Walking the Novi Sad streets, Molly Hoepfner and Betty McDowell pass row after row of square, grey buildings—standing monuments that remain 20 years after the breakup of Communist Yugoslavia.

Yet, even amid the seemingly unvaried landscape of drab, graffiti-covered structures that line the busy streets of Serbia’s second-largest city, an occasional flash of color bursts through a new, freshly painted edifice.

Little by little, life is returning to Serbia.

On behalf of Heartbeat International, Molly and Betty were there to see to it that even as life returns, the long-forgotten value of human dignity and life would truly take root.

Molly and Betty led a four-day volunteer training conference Oct. 4-7, hosted by Serbian pregnancy help organization executive director Vesna Radeka, who is one of more than 300 non-U.S. Heartbeat affiliates.

The conference included training on The LOVE Approach™ and Talking About Abortion™, two of Heartbeat’s signature programs, and welcomed a total of 50 attendees from five nations that were part of Yugoslavia as recent as the early 1990s—Serbia, Montenegro, Macedonia, Slovenia and Croatia.

“They got The LOVE Approach, they really got it,” Betty, Heartbeat’s director of ministry services, said. “Vesna had written scenarios that fit the culture, and that was really exciting. It was exciting to see The LOVE Approach really translate, and to see that it works in any language, any setting. It’s truly ‘Love in every language.’”

The conference is believed to be the first of its kind in the region, which has undergone constant political upheaval and deadly clashes between ethnic groups throughout the last century.

> **BRIEF 1**:
Do these statements agree with the article on the Novi Sad training conference? (a) The conference lasted four days. (b) The attendees came from six nations. (c) Vesna Radeka wrote scenarios that fit the culture. Answer yes or no for each, quoting the words of the article that decide it.
> **BRIEF 2**:
In the article on the Novi Sad training conference, what position does Betty McDowell hold at Heartbeat?
> **BRIEF 3**:
Carry on the article about the Novi Sad training conference, picking up after its final sentence.

[Image-grounded pointing data]
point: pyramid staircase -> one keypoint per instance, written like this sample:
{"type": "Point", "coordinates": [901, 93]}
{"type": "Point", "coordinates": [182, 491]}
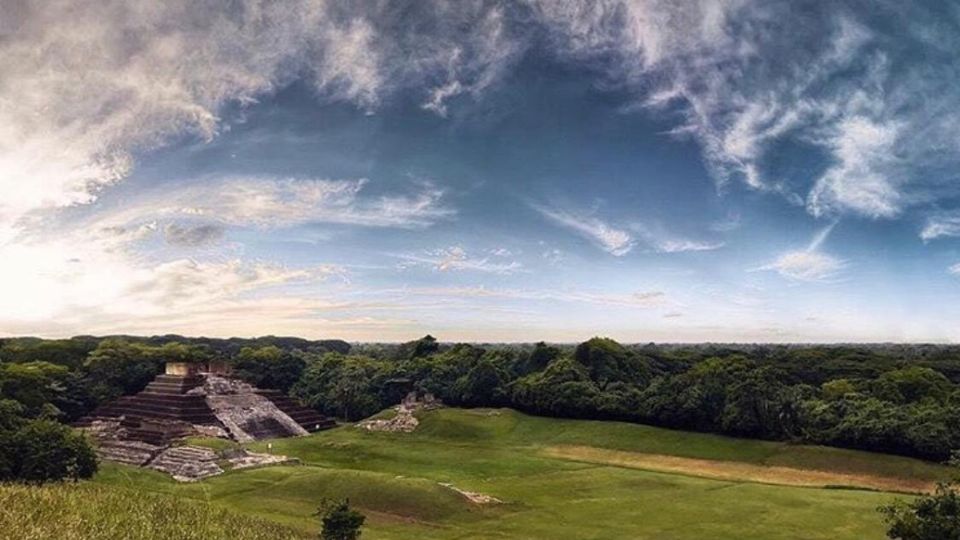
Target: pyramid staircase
{"type": "Point", "coordinates": [308, 418]}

> **RESPONSE 1**:
(a) Yes: "a four-day volunteer training conference Oct. 4-7"
(b) No: "a total of 50 attendees from five nations"
(c) Yes: "Vesna had written scenarios that fit the culture"

> **RESPONSE 2**:
She is Heartbeat's director of ministry services.

> **RESPONSE 3**:
The fledgling growth of unity in the Eastern European pro-life movement was one of the highlights for the Heartbeat mini-envoy, particularly considering the deep entrenchment of the culture of death in the post-Communist region.

“We kept promoting the message that, ‘We’re better together,’” Molly, Heartbeat’s international coordinator said. “They really embraced that, even though that’s not how they tend to think.”

With a population of just over 7 million, Serbia reports an average 23,000 abortions every year. However, unofficial data, reported by The Southeastern European Times, estimates the annual average at 150,000 abortions—twice the number of live births—giving Serbia the highest abortion rate in Europe.

As Molly related, one woman who attended the conference said her mother had undergone 10 abortions after giving birth to her older brother and before giving birth to her, which was a tragically common story among the conference’s attendees.

“I’ve read about survivor’s guilt, but to see it so blatant and prevalent in that room was just so painful,” Betty said.

“This is generational,” Molly said. “Woman after woman after woman at this conference—whose average age was 35-40, stood up and said that they were either an unwanted child or that they grew up with abortion as a way of life.”

Abortion on-demand was legalized in its current form in Yugoslavia in 1977, but has been prevalent in the culture since just after World War II, when abortion was legalized in cases citing socio-medical grounds.

The conference’s attendees, many of whom are actively involved in bringing the sanctity of life message to their local public school systems, welcomed further training on how to speak the message of life into culture that has systematically devalued human life for several decades.

In addition to training related to The LOVE Approach and Talking About Abortion, another Heartbeat resource, the Sexual Integrity™ Program, played a major role in the conference training.

“These women are really stepping out in faith because it’s still so opposite of what their culture is saying,” Molly said. “They’re really going into uncharted waters because they’re in the infancy of pregnancy help centers even though their culture is much more entrenched in death than ours was by the time these centers began.”